* Start DATA FOR PROCESSING *

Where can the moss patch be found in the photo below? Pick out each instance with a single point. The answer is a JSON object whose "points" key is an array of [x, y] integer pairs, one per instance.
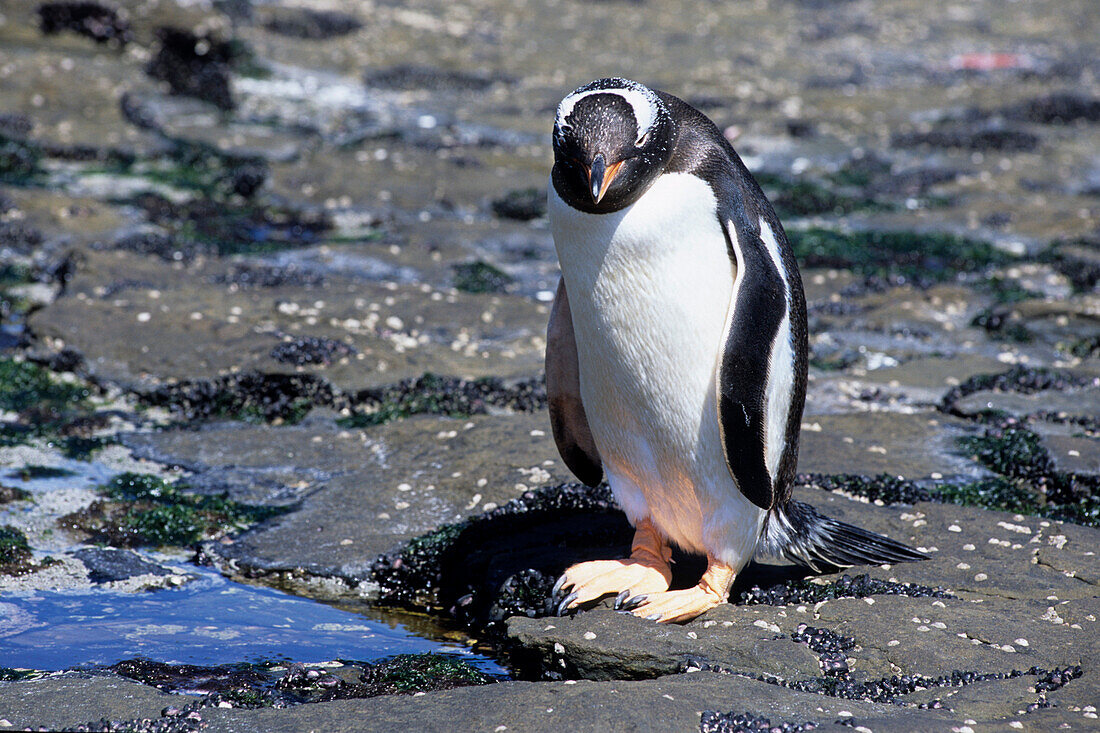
{"points": [[523, 205], [915, 256], [13, 548], [480, 276], [421, 673], [250, 396], [31, 472], [442, 395], [20, 161], [142, 510], [804, 197], [46, 407]]}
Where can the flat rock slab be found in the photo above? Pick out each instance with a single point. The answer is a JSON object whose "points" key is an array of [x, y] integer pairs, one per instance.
{"points": [[1025, 590], [670, 703], [361, 492], [157, 321], [76, 698], [914, 446], [1082, 402]]}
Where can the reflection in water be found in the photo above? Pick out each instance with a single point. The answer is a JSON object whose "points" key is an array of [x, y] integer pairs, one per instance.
{"points": [[207, 622]]}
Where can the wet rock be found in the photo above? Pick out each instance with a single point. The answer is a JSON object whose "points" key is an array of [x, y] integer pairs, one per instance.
{"points": [[20, 236], [521, 205], [444, 395], [914, 446], [20, 160], [607, 645], [362, 492], [310, 350], [74, 699], [98, 22], [1079, 260], [14, 551], [187, 328], [503, 560], [1055, 108], [9, 494], [915, 256], [794, 592], [109, 565], [976, 138], [259, 275], [480, 276], [675, 701], [195, 65], [730, 722], [311, 24], [409, 77], [141, 510]]}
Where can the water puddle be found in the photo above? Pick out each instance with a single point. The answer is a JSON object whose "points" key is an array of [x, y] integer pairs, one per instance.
{"points": [[209, 621], [55, 619]]}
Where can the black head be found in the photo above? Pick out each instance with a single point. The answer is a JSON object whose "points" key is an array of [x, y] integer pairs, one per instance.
{"points": [[611, 141]]}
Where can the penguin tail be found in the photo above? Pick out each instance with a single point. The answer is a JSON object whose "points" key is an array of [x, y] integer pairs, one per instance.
{"points": [[796, 532]]}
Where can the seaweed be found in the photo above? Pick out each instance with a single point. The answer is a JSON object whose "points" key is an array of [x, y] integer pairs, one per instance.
{"points": [[480, 276], [142, 510], [920, 258]]}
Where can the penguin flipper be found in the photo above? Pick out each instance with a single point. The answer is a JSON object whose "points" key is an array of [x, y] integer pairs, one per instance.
{"points": [[568, 419], [761, 374]]}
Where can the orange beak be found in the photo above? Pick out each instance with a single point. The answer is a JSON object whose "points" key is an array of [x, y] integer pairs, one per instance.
{"points": [[601, 176]]}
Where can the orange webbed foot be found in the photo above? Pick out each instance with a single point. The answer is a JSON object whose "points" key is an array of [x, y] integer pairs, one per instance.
{"points": [[646, 571], [682, 605]]}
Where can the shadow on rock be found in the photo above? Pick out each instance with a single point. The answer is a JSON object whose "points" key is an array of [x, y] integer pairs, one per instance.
{"points": [[504, 562]]}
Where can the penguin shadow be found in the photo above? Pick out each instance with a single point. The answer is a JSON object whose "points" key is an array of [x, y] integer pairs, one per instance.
{"points": [[507, 565]]}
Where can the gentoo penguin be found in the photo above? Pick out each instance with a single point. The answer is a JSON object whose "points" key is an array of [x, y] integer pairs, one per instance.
{"points": [[677, 353]]}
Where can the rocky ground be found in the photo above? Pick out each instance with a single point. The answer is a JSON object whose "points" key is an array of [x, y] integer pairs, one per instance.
{"points": [[279, 275]]}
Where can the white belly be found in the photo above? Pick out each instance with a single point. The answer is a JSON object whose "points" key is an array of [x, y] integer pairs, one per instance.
{"points": [[649, 288]]}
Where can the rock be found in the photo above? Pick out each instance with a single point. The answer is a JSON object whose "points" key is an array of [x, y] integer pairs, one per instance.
{"points": [[396, 330], [914, 445], [411, 77], [98, 22], [195, 66], [311, 24], [675, 701], [605, 645], [989, 138], [77, 698], [107, 565], [1055, 108], [362, 492]]}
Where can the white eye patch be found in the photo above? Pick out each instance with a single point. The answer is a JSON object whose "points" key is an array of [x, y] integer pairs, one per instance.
{"points": [[641, 100]]}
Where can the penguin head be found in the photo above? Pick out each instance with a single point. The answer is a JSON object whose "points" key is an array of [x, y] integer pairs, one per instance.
{"points": [[611, 140]]}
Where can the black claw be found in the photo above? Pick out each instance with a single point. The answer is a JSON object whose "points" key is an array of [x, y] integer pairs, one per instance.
{"points": [[563, 606], [558, 586]]}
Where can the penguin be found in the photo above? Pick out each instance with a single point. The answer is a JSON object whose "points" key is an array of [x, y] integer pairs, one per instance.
{"points": [[677, 354]]}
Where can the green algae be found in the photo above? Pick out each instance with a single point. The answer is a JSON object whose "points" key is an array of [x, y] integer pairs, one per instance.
{"points": [[14, 550], [433, 394], [32, 472], [421, 673], [480, 276], [804, 197], [20, 161], [24, 385], [142, 510], [521, 205], [917, 256]]}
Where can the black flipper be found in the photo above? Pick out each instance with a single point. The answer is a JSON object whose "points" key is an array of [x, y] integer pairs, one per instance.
{"points": [[802, 535], [568, 419]]}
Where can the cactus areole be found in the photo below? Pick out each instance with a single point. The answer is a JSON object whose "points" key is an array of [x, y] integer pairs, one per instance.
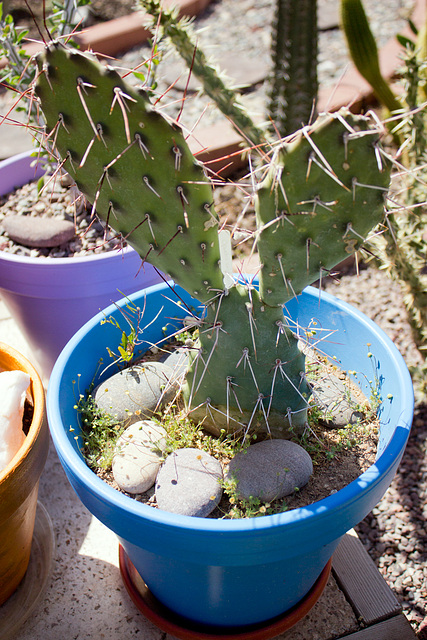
{"points": [[319, 197]]}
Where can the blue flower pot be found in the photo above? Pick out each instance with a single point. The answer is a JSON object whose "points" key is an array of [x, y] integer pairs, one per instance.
{"points": [[235, 572]]}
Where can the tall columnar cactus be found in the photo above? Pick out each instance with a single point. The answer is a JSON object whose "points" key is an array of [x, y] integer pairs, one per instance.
{"points": [[293, 82], [180, 35], [401, 249], [320, 196]]}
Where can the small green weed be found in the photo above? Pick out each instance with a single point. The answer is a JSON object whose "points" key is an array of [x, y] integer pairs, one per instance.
{"points": [[248, 508], [100, 432]]}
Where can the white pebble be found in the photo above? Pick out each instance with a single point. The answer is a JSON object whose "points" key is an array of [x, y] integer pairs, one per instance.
{"points": [[138, 456], [13, 389]]}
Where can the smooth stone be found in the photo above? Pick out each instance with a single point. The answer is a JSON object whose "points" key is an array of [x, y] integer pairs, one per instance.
{"points": [[138, 456], [41, 232], [137, 392], [178, 361], [189, 483], [338, 402], [270, 469]]}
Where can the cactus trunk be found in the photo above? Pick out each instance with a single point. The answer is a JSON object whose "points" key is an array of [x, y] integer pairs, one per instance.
{"points": [[321, 194]]}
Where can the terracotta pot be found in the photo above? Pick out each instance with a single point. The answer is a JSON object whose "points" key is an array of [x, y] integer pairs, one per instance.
{"points": [[19, 482]]}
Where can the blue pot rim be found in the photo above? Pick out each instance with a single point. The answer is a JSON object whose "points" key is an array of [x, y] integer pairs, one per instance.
{"points": [[367, 481]]}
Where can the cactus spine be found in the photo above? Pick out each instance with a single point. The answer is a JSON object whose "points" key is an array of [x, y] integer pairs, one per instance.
{"points": [[322, 193]]}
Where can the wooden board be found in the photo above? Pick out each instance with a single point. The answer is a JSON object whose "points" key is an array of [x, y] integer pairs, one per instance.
{"points": [[396, 628], [363, 585], [374, 604]]}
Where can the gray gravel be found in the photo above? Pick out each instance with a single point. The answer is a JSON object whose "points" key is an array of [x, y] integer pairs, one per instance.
{"points": [[229, 31], [395, 533]]}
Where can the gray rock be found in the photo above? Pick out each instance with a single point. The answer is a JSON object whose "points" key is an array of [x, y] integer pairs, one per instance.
{"points": [[189, 483], [138, 456], [43, 231], [270, 469], [137, 392], [178, 361], [338, 402]]}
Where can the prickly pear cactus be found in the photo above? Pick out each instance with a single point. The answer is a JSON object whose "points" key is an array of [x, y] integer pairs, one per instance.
{"points": [[321, 195]]}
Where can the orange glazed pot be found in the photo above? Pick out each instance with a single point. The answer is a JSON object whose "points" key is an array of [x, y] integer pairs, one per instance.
{"points": [[19, 482]]}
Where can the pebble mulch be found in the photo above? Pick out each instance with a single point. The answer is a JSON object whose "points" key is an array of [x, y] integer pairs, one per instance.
{"points": [[56, 203], [233, 34], [395, 532]]}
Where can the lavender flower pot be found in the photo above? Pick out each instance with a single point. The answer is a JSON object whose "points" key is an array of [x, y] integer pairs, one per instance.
{"points": [[235, 572], [51, 298]]}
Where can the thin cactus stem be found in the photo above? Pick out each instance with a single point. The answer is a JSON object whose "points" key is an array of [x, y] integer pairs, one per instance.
{"points": [[364, 52], [227, 101], [294, 85]]}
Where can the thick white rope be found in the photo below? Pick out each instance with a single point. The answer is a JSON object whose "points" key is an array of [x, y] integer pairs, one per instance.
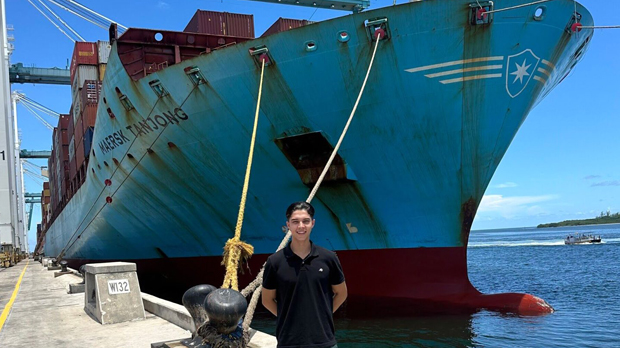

* End DATA FOR PROCESSING *

SET TASK – Identify every line in the items above that contains the string "blue", and copy each of those lines. Matching is case-sensitive.

TASK RESULT –
Where can the blue flower pot be found in the photo above? Pick out each instance with a single point. The answer is a JSON object whose "points" key is an array of [x, y] integer pairs, one per instance.
Where can the blue pot rim be found in the photo above? Pick out each instance with a single point. The answer is a JSON object whose "points" key is an array of [x, y] integer pairs, one per instance.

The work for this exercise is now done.